What is needed :: Tally the lines in the rows below that contain the string "trace", treating uppercase and lowercase as different. Reply with the number alone.

Labeled region records
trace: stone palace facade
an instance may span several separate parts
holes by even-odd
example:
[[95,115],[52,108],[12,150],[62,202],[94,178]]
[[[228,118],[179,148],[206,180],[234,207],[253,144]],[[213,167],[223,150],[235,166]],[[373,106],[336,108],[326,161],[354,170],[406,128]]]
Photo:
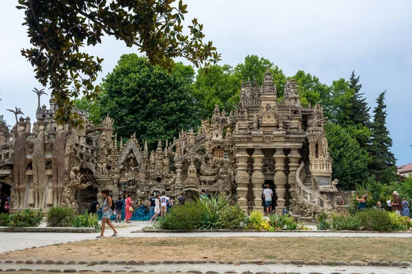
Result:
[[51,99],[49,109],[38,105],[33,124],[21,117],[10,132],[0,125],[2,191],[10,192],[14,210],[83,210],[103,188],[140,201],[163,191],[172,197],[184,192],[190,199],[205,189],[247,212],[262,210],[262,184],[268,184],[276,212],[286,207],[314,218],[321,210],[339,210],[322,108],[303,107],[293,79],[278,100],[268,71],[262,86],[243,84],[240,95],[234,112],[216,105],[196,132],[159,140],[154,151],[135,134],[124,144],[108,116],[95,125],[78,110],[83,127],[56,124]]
==
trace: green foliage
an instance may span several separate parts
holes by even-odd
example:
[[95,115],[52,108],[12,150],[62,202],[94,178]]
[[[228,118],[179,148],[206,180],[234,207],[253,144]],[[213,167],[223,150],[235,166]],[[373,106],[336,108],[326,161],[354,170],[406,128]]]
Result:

Exercise answer :: 2